[[ Text provided, beginning ]]

FARMINGTON, Maine — A 16-year-old Canadian boy admitted to charges Friday related to running the U.S. border and leading a high-speed chase from Coburn Gore down Route 27 into Kingfield last month.

Zachary Wittke of Eganville, Ontario, also admitted in Juvenile Court to a new felony charge of aggravated assault for ramming a U.S. Border Patrol agent’s vehicle and injuring him.

Judge Nancy Carlson sentenced Wittke to 30 days on the assault charge and 30-day concurrent sentences on felony counts of eluding an officer, passing a roadblock and aggravated criminal mischief, and a misdemeanor charge of unauthorized use of a vehicle.

He was given credit for time served since Oct. 15 when he was taken into custody.

Carlson told Wittke she appreciated him taking responsibility for his action.

“I don’t know what you were thinking. Thank God no one was killed,” she said.

She told him whatever he faces in Canada she hopes that it will help him get his life back on track.

Wittke was turned over to Border Patrol agents to be taken to the border and released to Canadian police. He was to be expelled from the U.S. later in the day, Assistant District Attorney Joshua Robbins said. He is on probation in Canada and has pending charges there, officials previously said.

Wittke’s lawyer, Christopher Berryment of Mexico, told Carlson he explained to Wittke that there would be immigration consequences if he wanted to come back to the U.S.; he could be excluded for life.

Wittke had been held at Mountain View Youth Development Center in Charleston.

[[ Text provided, end ]]
[[ Entries shown, beginning ]]

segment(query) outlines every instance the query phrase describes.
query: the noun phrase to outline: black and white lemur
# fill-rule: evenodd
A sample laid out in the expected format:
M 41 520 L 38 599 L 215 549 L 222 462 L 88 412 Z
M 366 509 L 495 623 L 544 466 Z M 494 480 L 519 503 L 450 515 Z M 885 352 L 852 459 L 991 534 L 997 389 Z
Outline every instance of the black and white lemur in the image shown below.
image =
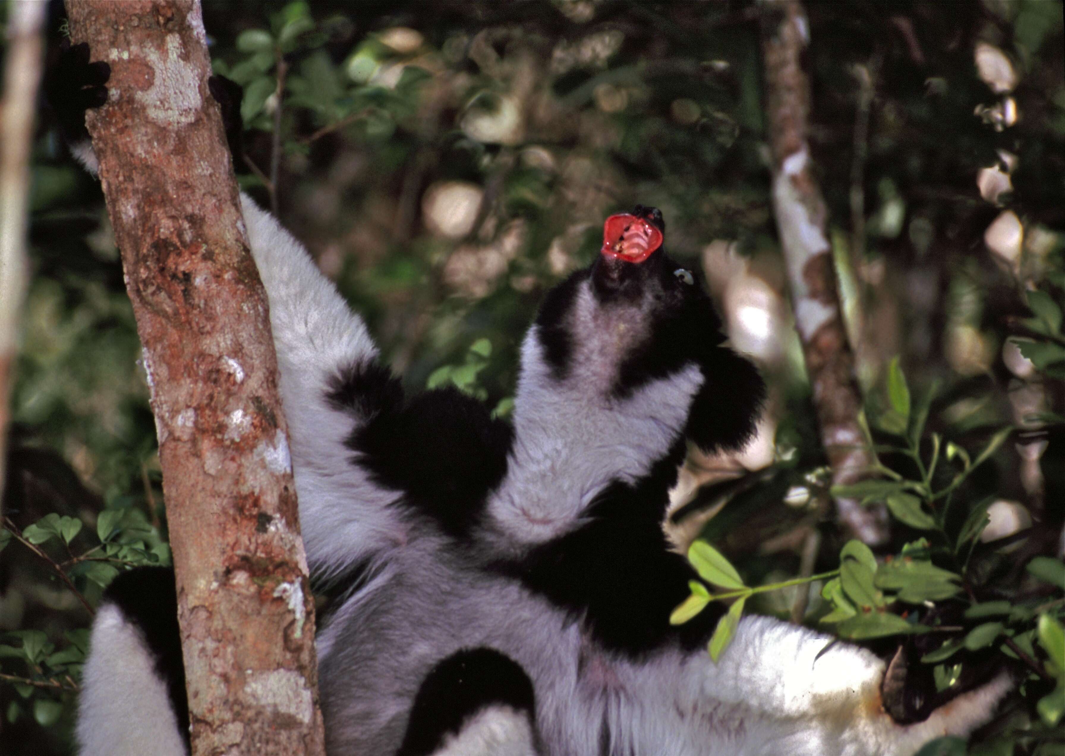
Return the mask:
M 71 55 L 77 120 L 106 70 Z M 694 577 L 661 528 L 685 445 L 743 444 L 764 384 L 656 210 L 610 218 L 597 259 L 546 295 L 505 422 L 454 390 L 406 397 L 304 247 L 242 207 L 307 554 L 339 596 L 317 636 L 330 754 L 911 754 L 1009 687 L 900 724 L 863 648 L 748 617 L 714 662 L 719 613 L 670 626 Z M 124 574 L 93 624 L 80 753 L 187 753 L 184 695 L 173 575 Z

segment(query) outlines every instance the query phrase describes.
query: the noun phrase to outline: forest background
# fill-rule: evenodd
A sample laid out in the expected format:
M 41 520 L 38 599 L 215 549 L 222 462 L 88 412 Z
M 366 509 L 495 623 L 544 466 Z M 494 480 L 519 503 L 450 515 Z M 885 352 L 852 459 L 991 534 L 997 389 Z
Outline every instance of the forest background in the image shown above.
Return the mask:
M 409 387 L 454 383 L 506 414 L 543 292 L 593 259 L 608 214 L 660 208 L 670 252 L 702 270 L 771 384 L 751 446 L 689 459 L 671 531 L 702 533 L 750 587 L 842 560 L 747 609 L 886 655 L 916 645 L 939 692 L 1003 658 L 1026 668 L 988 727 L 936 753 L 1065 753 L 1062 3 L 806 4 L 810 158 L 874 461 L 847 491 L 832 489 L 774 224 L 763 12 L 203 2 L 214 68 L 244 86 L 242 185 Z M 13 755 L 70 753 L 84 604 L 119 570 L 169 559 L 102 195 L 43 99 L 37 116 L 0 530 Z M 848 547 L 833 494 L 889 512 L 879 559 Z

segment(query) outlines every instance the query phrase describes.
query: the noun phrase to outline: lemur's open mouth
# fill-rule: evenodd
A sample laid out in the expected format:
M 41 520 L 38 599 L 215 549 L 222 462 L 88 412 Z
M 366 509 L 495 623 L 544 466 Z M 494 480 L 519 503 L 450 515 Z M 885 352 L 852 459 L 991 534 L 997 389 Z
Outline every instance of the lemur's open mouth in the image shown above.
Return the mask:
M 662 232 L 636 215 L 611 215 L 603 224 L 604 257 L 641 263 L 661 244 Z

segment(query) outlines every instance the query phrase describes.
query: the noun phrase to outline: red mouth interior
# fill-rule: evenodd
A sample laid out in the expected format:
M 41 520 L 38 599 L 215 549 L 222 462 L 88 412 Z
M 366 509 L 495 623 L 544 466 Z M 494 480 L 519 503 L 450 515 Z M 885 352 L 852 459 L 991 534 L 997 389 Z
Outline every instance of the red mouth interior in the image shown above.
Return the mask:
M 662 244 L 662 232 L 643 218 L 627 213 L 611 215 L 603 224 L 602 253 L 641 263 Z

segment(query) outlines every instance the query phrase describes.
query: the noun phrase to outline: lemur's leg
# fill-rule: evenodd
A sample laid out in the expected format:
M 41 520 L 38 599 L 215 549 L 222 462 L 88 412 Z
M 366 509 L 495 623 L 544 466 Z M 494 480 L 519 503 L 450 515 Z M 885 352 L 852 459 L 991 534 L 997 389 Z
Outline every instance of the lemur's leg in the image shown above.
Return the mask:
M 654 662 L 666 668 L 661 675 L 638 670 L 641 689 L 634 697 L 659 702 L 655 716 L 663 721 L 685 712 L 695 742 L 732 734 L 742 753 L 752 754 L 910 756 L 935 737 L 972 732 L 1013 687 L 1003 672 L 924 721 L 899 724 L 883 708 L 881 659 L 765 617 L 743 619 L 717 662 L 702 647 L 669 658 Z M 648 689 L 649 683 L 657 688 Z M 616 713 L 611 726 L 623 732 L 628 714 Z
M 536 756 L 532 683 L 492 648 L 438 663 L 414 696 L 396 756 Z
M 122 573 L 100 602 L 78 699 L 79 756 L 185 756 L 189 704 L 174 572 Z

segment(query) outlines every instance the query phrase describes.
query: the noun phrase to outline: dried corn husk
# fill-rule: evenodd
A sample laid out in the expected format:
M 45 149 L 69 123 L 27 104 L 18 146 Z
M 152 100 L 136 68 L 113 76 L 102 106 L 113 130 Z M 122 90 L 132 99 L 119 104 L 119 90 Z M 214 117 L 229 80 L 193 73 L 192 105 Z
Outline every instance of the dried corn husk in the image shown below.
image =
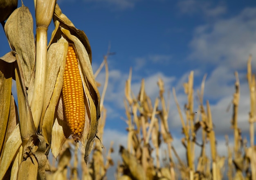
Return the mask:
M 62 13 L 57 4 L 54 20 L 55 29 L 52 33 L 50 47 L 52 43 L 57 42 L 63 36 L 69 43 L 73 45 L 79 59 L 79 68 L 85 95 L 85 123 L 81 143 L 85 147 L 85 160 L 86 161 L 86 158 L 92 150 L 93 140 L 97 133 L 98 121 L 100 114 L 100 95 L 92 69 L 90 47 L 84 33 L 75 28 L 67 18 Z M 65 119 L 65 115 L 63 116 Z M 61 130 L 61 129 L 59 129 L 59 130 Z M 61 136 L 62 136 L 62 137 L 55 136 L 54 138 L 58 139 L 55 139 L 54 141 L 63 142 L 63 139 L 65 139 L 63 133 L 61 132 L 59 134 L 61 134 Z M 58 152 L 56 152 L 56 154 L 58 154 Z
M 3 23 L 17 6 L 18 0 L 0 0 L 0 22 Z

[[ Entries shown, end ]]

→ **What is needed**
Could you write the next part of the news report about the Canadian teenager sentenced for the border chase, picking up right after its final sentence?

→ **Final answer**
If the case went to trial, Robbins said, testimony would have been heard that Border Patrol agents had been alerted by Canadian authorities that there had been someone asking questions, including about where the port of entry into the U.S. was.

Black box and GPS technology were used to determine speeds, and witnesses collaborated what agents and police had said in their investigations, according to testimony.

Testimony would show that the red truck was intercepted at Coburn Gore but ran the border and would not stop for Border Patrol agents. Speeds at that time had reached 89 mph, Robbins said.

An agent who took the lead in the chase had planned to use his vehicle to do a maneuver to stop the speeding truck. The truck stopped at one point and the agent thought the chase was over. The agent unbuckled his seat belt and opened his door and saw the backup lights on the truck come on. He shut his door fearing for his safety, and the truck rammed his vehicle at between 14 to 17 mph, testimony would have shown. It also struck another agent’s vehicle.

The agent whose vehicle was hit first fired six shots through the windshield of his vehicle at the fleeing truck. The agent would also have testified that he received knee, back and shoulder injuries and is still on light duty.

One of those bullets fired was found to be lodged in the driver’s side headrest of the truck, Robbins said. The distance the shots were fired at was 11 feet from the fleeing truck, testimony would show.

Speeds reached 96 mph in that portion of the chase.

A Carrabassett Valley officer would testify that he clocked the truck going 101 mph as it went by the Carrabassett Valley Airport. He was directed to not chase the vehicle by Chief Mark Lopez. No police saw the truck pull on to an all-terrain vehicle trail in Kingfield village. The stolen truck was found on the trail on a tree with its tires still spinning, Robbins said.

State police found discarded clothing at the scene. A trooper would testify that he tried to stop a different truck near New Portland, but it didn’t stop. It ran through roadblocks and over two sets of spike mats and was going about 40 mph on flattened tires and rims, according to testimony.

A state trooper was directed to try to stop the second stolen truck with his cruiser. The truck came to stop at a guardrail and Wittke and his passenger, a 13-year-old girl from Canada, got out of the vehicle and jumped the guardrail and went down a rocky embankment into the Carrabassett River in Kingfield, according to testimony.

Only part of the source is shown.